▶ GIVEN PASSAGE:
○ ○ ○ ○ ○ ○ ○

One additional point must be noted with reference to the date of the play. In Act II, scene ii, line 346, Rosencrantz explains that the tragedians of the city are compelled to travel on account of an "inhibition" which is caused by "the late innovation." What does this mean? Does it allude to the Order in Council of June, 1600, limiting the number of playhouses about London to two, an order not carried out until the duty of enforcing it was urged upon the justices of Middlesex and Surrey, December 31st, 1601? Or shall we understand "the innovation" as referring to the license given January, 1603-1604, to the children of the Queen's Revels, to play at the Blackfriars Theatre--a building belonging to the company of which Shakespeare was a member? The license to the children (of whom Rosencrantz speaks depreciatingly) would act as an inhibition to the company of adult actors whose place they occupied.

Beside the old play of Hamlet, Shakespeare had probably before him the prose Hystorie of Hamlet (though no edition exists earlier than 1608), translated from Belleforest's Histories Tragiques. The story had been told some hundreds of years previously in the Historia Danica of Saxo Grammaticus (c. 1180-1208). The Hamlet of the Historie, after a fierce revenge, becomes King of Denmark, marries two wives, and finally dies in battle.

No play of Shakespeare has had a greater power of interesting spectators and readers, and none has given rise to a greater variety of conflicting interpretations. It has been rightly named a tragedy of thought, and in this respect as well as others takes its place beside Julius Caesar. Neither Brutus nor Hamlet is the victim of an overmastering passion as are the chief persons of the later tragedies--eg., Othello, Macbeth, Coriolanus. The burden of a terrible duty is laid upon each of them, and neither is fitted for bearing such a burden. Brutus is disqualified for action by his moral idealism, his student-like habits, his capacity for dealing with abstractions rather than with men and things. Hamlet is disqualified for action by his excess of the reflective tendency, and by his unstable will, which alternates between complete inactivity and fits of excited energy. Naturally sensitive, he receives a painful shock from the hasty second marriage of his mother; already the springs of faith and joy in his nature are embittered; then follows the terrible discovery of his father's murder with the injunction laid upon him to revenge the crime; upon this again follow the repulses which he receives from Ophelia. A deep melancholy lays hold of his spirit, and all of life grows dark and sad to his vision. Although hating his father's murderer, he has little heart to push on his revenge. He is aware that he is suspected and surrounded by spies. Partly to baffle them, partly to create a veil behind which to seclude his true self, partly because his whole moral nature is indeed deeply disordered, he assumes the part of one whose wits have gone astray. Except for one loyal friend, he is alone among enemies or supposed traitors. Ophelia he regards as no more loyal or honest to him than his mother had been to her dead husband. The ascertainment of Claudius' guilt by means of the play still leaves him incapable of the last decisive act of vengeance. Not so, however, with the King, who now recognizing his foe in Hamlet, does not delay to dispatch him to a bloody death in England. But there is in Hamlet a terrible power of sudden and desperate action. From the melancholy which broods over him after the burial of Ophelia, he rouses himself to the play of swords with Laertes, and at the last, with strength which leaps up before its final extinction, he accomplishes the punishment of the malefactor.

○ ○ ○ ○ ○ ○ ○

▶ RECORDED DATA:
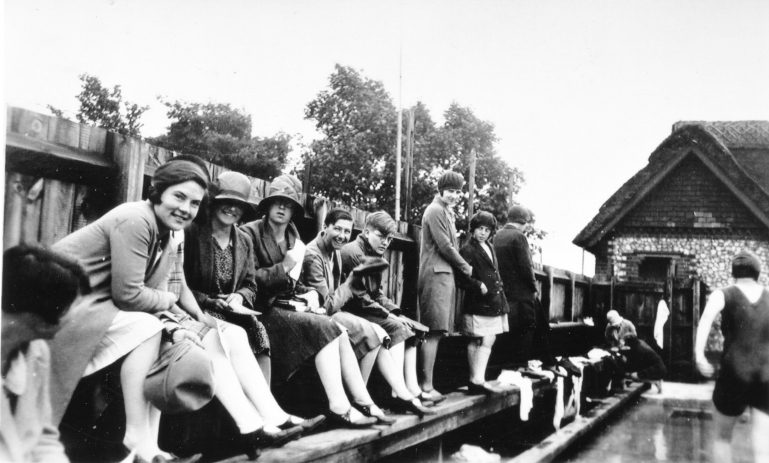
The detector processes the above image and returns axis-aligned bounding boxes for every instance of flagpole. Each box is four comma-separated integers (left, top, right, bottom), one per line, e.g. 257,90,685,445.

395,38,403,222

○ ○ ○ ○ ○ ○ ○

▶ WRITTEN REQUEST: Reproduce the part of the Hamlet passage between "Beside the old" and "dies in battle.", inclusive.

▶ SOLUTION TO THIS EXERCISE:
Beside the old play of Hamlet, Shakespeare had probably before him the prose Hystorie of Hamlet (though no edition exists earlier than 1608), translated from Belleforest's Histories Tragiques. The story had been told some hundreds of years previously in the Historia Danica of Saxo Grammaticus (c. 1180-1208). The Hamlet of the Historie, after a fierce revenge, becomes King of Denmark, marries two wives, and finally dies in battle.